**DIRECTIONS**: The answer must consist solely of the lines from the line with "Target: dirt patch" to the end of the data below, transcribed exactly and with no pictures.

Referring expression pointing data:
[Start of Attachment]
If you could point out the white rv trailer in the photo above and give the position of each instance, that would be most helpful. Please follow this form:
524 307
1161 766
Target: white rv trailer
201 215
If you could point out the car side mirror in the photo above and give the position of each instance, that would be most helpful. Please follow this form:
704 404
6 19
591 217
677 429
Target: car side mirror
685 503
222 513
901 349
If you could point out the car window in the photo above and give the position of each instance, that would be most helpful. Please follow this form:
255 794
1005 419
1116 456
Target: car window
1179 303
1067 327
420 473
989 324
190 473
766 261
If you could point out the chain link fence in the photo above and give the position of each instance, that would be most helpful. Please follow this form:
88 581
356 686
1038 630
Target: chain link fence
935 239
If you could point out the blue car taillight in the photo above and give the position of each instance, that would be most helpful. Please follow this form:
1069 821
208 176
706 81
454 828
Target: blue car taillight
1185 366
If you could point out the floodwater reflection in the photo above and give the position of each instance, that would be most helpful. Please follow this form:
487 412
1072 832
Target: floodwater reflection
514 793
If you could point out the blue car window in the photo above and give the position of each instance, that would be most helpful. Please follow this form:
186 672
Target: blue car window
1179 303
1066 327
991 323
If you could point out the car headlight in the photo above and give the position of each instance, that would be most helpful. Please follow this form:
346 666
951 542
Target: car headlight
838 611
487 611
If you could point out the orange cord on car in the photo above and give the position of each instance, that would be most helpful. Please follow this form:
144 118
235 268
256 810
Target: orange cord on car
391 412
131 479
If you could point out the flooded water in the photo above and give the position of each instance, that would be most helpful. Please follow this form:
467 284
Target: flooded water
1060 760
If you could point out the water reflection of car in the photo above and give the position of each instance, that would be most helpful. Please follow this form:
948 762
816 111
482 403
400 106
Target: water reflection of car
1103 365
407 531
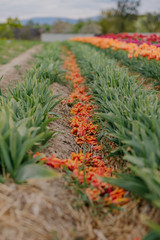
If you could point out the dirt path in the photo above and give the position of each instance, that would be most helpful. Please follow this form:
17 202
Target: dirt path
47 209
12 71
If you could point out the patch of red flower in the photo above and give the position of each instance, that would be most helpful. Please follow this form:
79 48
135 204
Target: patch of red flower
87 168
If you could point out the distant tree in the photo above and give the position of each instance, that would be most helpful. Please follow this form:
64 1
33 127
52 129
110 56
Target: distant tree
127 12
7 29
77 27
151 22
62 27
122 18
91 27
13 22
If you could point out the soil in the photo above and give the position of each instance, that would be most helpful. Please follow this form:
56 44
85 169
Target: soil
13 71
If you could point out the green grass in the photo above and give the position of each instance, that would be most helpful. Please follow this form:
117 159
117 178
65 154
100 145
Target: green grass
129 116
10 50
26 111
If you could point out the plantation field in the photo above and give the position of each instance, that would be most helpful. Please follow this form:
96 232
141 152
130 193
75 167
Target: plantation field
12 48
79 142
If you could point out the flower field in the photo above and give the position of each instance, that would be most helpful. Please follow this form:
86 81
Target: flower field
114 170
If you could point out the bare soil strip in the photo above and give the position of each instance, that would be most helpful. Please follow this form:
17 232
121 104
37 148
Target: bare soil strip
12 71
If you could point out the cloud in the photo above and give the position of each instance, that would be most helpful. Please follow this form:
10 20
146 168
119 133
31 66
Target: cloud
63 8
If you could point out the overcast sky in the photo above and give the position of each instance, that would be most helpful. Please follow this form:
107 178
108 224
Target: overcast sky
25 9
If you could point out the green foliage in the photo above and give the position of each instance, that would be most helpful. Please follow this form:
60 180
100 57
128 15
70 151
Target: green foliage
129 115
6 29
24 118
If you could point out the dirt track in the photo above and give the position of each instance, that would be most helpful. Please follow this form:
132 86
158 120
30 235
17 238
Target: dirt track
12 71
45 210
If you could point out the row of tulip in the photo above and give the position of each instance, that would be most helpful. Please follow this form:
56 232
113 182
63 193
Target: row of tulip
25 111
144 50
129 116
131 55
135 38
86 167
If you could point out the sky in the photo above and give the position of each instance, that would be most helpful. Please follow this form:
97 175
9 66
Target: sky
25 9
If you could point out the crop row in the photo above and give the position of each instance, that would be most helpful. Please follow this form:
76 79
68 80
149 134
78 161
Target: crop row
25 111
130 117
131 56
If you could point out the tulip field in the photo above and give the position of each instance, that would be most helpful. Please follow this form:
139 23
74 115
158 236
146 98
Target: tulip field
114 123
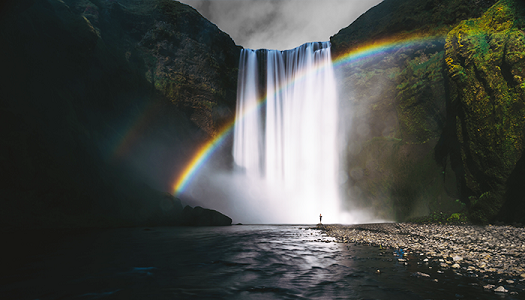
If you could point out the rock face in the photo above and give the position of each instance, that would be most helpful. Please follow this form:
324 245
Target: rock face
485 63
103 102
436 121
199 216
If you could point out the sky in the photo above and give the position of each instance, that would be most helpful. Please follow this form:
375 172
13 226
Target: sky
281 24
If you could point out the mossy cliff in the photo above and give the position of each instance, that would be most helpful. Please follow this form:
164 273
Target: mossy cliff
102 101
485 62
416 113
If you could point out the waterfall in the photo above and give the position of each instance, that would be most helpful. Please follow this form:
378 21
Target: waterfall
285 135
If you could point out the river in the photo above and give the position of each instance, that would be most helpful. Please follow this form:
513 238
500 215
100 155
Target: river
235 262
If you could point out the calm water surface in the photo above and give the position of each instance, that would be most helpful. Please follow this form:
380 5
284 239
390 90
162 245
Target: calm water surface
236 262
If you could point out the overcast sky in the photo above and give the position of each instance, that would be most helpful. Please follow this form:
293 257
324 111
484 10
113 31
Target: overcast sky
281 24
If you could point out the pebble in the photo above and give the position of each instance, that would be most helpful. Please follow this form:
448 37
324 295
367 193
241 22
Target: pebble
484 251
419 274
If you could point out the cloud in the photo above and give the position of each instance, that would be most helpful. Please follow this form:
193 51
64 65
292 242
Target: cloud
281 24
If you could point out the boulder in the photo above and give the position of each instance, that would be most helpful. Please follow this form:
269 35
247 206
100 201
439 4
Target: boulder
199 216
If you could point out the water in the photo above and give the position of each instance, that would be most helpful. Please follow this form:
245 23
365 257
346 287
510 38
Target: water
285 137
237 262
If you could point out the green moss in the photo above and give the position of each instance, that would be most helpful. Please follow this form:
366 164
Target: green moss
484 59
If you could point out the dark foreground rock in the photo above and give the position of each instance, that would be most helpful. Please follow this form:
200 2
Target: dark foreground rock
199 216
475 251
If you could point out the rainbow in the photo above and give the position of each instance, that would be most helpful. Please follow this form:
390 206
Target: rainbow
356 54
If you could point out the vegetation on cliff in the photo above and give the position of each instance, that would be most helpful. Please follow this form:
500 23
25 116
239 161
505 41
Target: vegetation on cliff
102 102
437 121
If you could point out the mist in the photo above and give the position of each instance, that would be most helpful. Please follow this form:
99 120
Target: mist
280 24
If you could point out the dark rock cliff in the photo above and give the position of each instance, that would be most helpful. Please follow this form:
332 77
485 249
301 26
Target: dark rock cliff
413 148
102 101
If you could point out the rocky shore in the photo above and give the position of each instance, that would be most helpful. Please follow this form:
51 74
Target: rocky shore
485 252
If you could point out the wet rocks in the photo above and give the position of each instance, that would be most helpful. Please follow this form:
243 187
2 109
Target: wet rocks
474 251
199 216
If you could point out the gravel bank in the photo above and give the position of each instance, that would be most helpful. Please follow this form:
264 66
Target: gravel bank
484 251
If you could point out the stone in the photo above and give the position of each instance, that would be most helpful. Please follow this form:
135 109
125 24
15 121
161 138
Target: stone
199 216
419 274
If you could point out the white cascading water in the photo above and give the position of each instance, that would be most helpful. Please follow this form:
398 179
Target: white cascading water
288 143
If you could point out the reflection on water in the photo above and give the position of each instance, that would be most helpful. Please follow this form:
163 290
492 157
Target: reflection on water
237 262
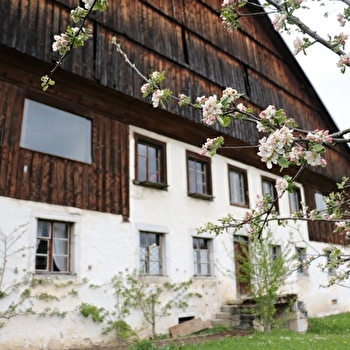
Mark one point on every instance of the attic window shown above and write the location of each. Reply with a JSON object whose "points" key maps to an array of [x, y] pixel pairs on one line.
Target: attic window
{"points": [[52, 131]]}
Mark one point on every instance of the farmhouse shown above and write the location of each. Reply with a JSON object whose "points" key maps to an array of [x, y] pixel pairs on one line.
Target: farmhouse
{"points": [[95, 181]]}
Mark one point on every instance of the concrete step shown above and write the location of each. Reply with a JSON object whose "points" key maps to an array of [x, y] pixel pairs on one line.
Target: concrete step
{"points": [[223, 315], [221, 322]]}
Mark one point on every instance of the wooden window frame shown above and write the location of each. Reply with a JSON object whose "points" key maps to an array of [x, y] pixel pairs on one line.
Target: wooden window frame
{"points": [[146, 261], [275, 250], [243, 173], [50, 264], [67, 123], [301, 256], [161, 183], [196, 253], [272, 182], [206, 163]]}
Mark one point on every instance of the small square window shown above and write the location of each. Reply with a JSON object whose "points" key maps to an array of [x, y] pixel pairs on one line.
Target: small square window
{"points": [[150, 253], [52, 131], [275, 252], [53, 247], [301, 256], [295, 201], [150, 162], [268, 187], [198, 176], [201, 257], [238, 186]]}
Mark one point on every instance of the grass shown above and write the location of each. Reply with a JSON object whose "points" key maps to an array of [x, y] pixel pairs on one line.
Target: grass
{"points": [[326, 333]]}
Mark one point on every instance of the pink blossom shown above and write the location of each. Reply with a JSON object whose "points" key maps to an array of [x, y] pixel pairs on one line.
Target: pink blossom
{"points": [[156, 97], [211, 109], [340, 19], [298, 45], [145, 87], [281, 186], [278, 22]]}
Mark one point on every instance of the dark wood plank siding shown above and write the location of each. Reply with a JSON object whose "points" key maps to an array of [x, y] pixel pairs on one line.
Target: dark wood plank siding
{"points": [[30, 175]]}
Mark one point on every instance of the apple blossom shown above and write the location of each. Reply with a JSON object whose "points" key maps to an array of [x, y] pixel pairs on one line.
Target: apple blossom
{"points": [[279, 22]]}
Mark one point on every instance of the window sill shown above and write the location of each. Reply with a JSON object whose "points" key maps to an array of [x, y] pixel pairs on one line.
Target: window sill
{"points": [[155, 185], [207, 197]]}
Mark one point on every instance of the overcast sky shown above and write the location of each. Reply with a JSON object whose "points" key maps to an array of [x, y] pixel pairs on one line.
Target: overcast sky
{"points": [[320, 64]]}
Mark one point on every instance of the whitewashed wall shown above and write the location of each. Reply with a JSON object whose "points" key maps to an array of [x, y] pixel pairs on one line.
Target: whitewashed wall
{"points": [[104, 245]]}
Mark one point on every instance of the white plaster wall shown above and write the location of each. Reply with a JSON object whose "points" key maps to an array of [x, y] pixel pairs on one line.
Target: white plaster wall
{"points": [[104, 245]]}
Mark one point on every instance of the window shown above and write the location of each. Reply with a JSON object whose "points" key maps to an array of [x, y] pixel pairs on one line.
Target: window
{"points": [[150, 162], [53, 246], [201, 256], [275, 252], [199, 176], [301, 256], [150, 253], [295, 200], [52, 131], [319, 202], [238, 186], [268, 187]]}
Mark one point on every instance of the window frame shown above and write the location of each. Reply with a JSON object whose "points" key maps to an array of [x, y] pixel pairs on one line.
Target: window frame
{"points": [[147, 261], [84, 123], [196, 252], [291, 197], [50, 247], [301, 256], [206, 163], [162, 169], [278, 252], [243, 173], [272, 182]]}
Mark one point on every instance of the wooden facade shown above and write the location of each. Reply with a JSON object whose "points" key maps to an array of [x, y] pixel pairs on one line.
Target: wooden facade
{"points": [[182, 37]]}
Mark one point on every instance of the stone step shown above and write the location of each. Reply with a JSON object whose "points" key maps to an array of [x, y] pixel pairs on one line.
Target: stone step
{"points": [[221, 322], [223, 315]]}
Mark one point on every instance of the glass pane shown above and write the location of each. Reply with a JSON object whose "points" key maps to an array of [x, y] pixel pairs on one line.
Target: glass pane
{"points": [[52, 131], [143, 266], [142, 169], [154, 268], [41, 263], [204, 269], [43, 229], [60, 230], [143, 239], [142, 150], [60, 247], [60, 263], [203, 243], [42, 247], [204, 256], [143, 251], [154, 253]]}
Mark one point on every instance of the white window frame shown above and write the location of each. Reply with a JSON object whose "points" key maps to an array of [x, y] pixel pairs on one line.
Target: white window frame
{"points": [[74, 220]]}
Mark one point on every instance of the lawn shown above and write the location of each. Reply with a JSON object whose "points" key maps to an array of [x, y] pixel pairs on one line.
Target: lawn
{"points": [[326, 333]]}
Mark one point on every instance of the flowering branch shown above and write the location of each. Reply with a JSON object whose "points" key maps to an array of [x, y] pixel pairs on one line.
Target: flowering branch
{"points": [[72, 37]]}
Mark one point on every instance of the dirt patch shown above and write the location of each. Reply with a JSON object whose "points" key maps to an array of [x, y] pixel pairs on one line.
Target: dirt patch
{"points": [[190, 340]]}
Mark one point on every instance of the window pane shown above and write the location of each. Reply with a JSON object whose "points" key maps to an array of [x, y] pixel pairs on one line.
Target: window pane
{"points": [[52, 131], [237, 189], [154, 268], [42, 247], [60, 230], [41, 263], [204, 269], [60, 263], [43, 229]]}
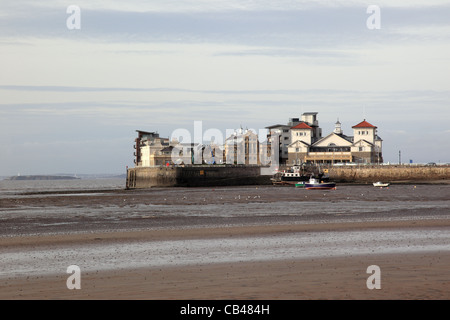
[End of Attachment]
**TASK RESULT**:
Target: dirt patch
{"points": [[190, 340]]}
Mark one point on every instance of the window pane shown above and write the location of each. Reply with a JSON object whose "points" key maps to an array of [x, y] pixel pairs on one line.
Target: window pane
{"points": [[52, 131], [237, 189], [154, 268], [42, 247], [60, 230], [41, 263], [204, 269], [60, 263], [43, 229]]}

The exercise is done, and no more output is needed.